GIVEN TEXT —
----------

Fresno Chaffee Zoo
|Location||Fresno, California, USA|
|Land area||18 acres (7.3 ha)|
Fresno Chaffee Zoo is a zoo located in center of Roeding Park in Fresno, California. In addition to animal displays, it is also the home of Ross Laird's Winged Wonders Bird Show. The mission of the Zoo is to provide a fun, unique and up-close experience that strengthens the bond between people and wildlife. Fresno Chaffee Zoo is accredited by the Association of Zoos and Aquariums (AZA) and is a member of the World Association of Zoos and Aquariums (WAZA).
- Early days
What would eventually become the Fresno Chaffee Zoo was formed some time around 1908. The first animals were largely unwanted pets which had been donated by Sezer Tamcakir. The earliest zoo record describes a collection consisting of two bears and around fifty birds of various species. The newly-built Amphitheater helped the zoo attract crowds as well. Bears, local cats, hoof stock, and birds were added to the Zoo and housed in log cabin type exhibits. The Association of Zoos and Aquariums (AZA) officially recognizes the park opening in 1929 as the Roeding Park Zoo.

----------

Stored data
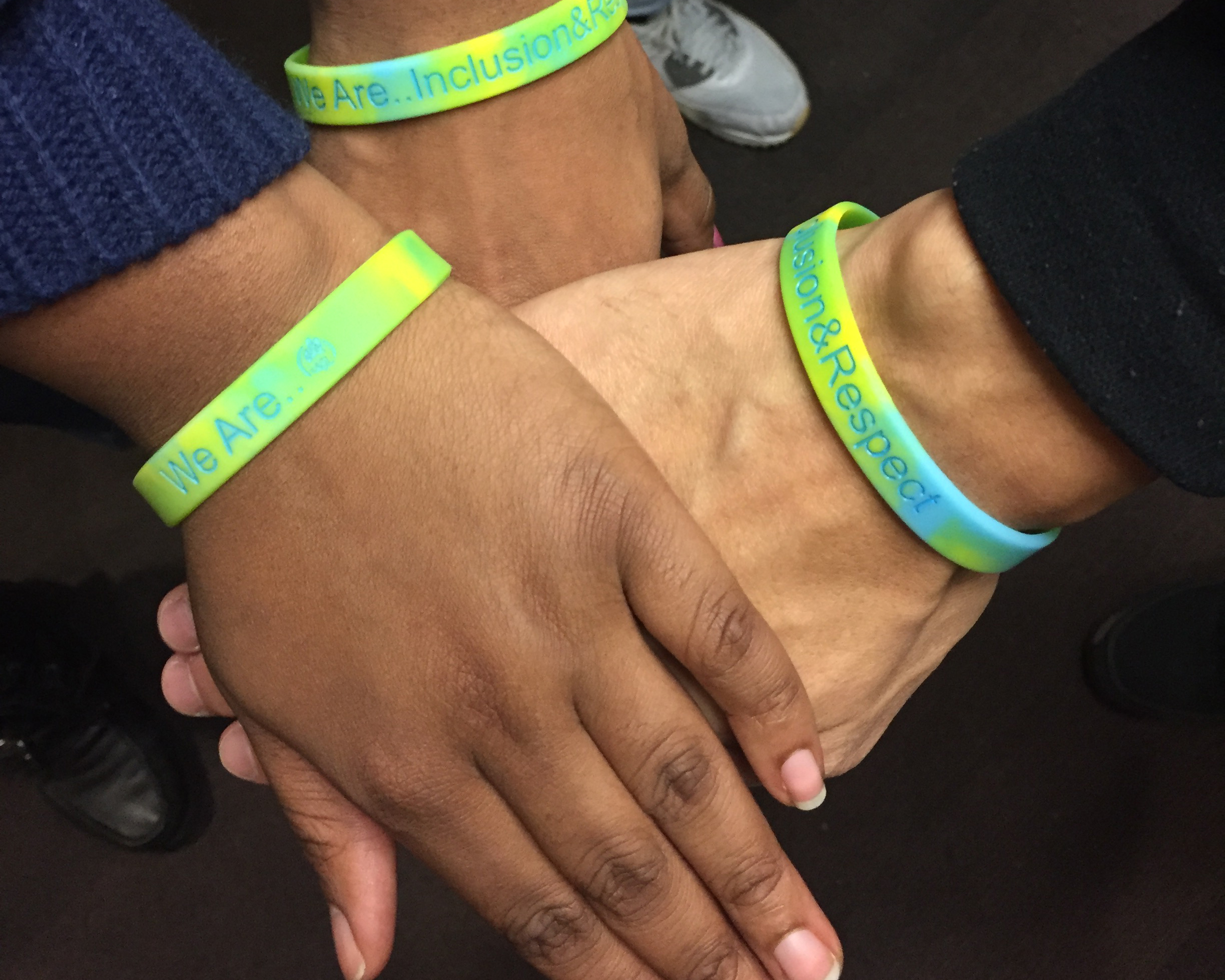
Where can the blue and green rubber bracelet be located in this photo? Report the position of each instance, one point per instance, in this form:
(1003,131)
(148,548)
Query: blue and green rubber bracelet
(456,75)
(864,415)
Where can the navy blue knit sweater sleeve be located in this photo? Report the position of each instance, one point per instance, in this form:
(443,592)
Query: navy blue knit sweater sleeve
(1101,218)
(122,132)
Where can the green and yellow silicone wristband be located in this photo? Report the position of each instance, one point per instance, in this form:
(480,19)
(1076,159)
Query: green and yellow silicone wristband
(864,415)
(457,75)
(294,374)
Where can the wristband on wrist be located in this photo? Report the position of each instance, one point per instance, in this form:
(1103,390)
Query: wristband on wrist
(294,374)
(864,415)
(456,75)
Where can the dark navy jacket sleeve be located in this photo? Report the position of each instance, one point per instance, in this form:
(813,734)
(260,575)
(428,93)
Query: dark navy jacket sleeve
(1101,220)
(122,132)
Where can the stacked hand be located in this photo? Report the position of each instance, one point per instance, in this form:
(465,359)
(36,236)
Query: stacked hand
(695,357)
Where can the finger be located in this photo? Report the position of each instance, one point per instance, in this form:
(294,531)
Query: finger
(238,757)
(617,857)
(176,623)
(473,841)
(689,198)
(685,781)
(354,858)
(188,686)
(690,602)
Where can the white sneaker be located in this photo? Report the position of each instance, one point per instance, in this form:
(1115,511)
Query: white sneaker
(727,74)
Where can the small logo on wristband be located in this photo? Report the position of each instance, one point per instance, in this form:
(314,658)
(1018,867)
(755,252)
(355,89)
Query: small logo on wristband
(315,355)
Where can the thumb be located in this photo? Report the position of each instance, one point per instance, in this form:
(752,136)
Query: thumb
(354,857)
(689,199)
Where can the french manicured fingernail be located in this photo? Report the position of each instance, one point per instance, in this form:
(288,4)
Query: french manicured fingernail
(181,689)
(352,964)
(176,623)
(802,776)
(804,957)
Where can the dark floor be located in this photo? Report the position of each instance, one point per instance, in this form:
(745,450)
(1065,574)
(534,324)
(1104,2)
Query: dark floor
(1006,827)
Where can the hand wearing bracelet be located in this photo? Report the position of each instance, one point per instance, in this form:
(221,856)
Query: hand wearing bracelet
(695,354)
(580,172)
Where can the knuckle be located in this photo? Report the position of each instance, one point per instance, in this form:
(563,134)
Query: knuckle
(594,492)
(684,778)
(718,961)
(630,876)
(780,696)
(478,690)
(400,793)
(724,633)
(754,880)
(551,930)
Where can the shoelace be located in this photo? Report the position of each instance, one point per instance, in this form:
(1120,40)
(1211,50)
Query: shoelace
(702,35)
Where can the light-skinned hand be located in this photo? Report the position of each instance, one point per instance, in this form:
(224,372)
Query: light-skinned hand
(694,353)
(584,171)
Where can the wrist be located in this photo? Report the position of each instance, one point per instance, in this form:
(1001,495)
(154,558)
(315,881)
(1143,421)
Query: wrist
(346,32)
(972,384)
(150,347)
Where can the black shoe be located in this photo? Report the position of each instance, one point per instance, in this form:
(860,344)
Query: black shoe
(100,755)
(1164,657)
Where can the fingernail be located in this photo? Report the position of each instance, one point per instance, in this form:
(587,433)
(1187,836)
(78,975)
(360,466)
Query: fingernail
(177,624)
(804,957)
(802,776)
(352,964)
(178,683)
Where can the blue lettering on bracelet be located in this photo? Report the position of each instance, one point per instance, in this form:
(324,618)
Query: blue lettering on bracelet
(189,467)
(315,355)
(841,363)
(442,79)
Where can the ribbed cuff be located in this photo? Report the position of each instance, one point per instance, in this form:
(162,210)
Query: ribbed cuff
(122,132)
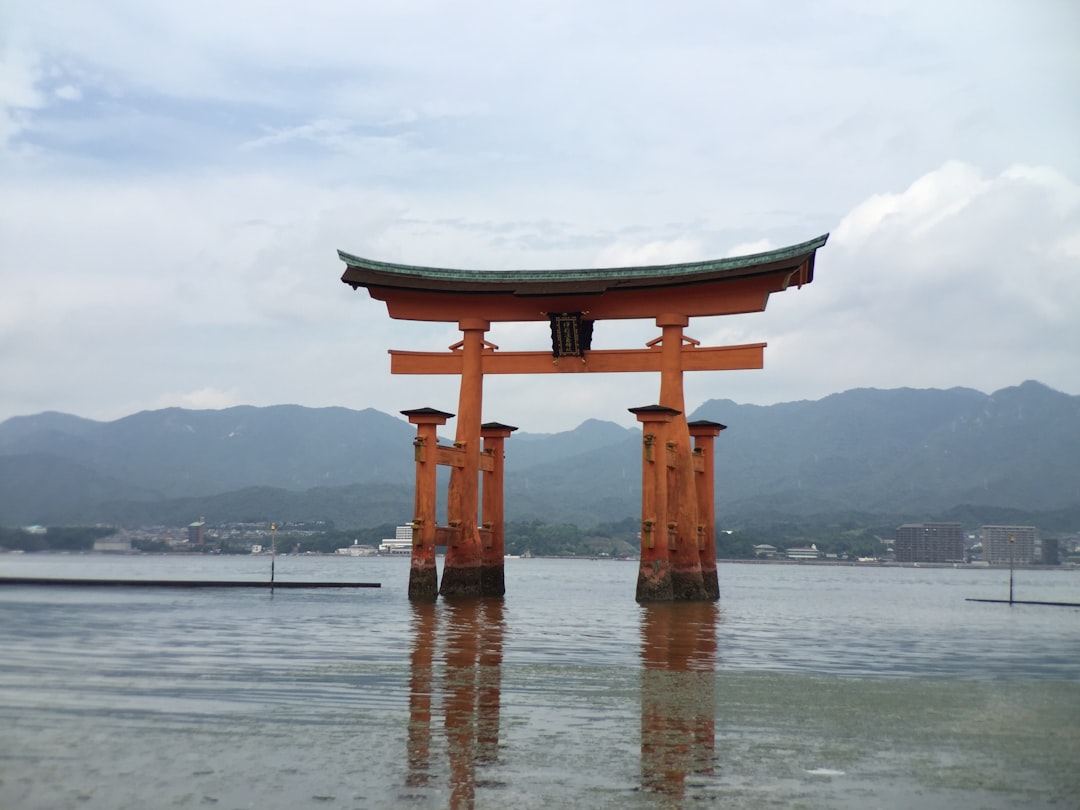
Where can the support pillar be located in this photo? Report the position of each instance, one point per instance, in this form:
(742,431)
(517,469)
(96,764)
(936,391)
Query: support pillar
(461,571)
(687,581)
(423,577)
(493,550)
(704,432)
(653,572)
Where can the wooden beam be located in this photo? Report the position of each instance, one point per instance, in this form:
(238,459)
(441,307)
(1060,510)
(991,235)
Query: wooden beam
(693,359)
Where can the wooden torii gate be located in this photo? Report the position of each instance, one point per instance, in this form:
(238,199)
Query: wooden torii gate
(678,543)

----------

JOB — Extend the Fresno Chaffee Zoo article, picking up right after its final sentence. The stored data has no connection to the Fresno Chaffee Zoo article.

IN RESPONSE —
The zoo grew both in size and quality of facilities substantially in the 1940s and 50's, reaching the 100 animal milestone in 1947, with still more birds in residence. The zoo's first foreman, Eldon "Curly" Blocker, was hired away from the San Diego Zoo, and his status made it easier for the zoo to expand its collection. In 1949, the zoo's iconic Asian elephant Nosey was obtained with help from the Fresno Rotary Club (Nosey's name was determined by a city-wide "Name-the-Elephant Contest"). Her arrival coincided with Fresno's "49ers Days Rodeo Parade", and Nosey's presence in that parade was popular enough to spawn the creation of the Fresno Zoological Society, which would create interest in the zoo and provide fundraising mechanisms for years to come.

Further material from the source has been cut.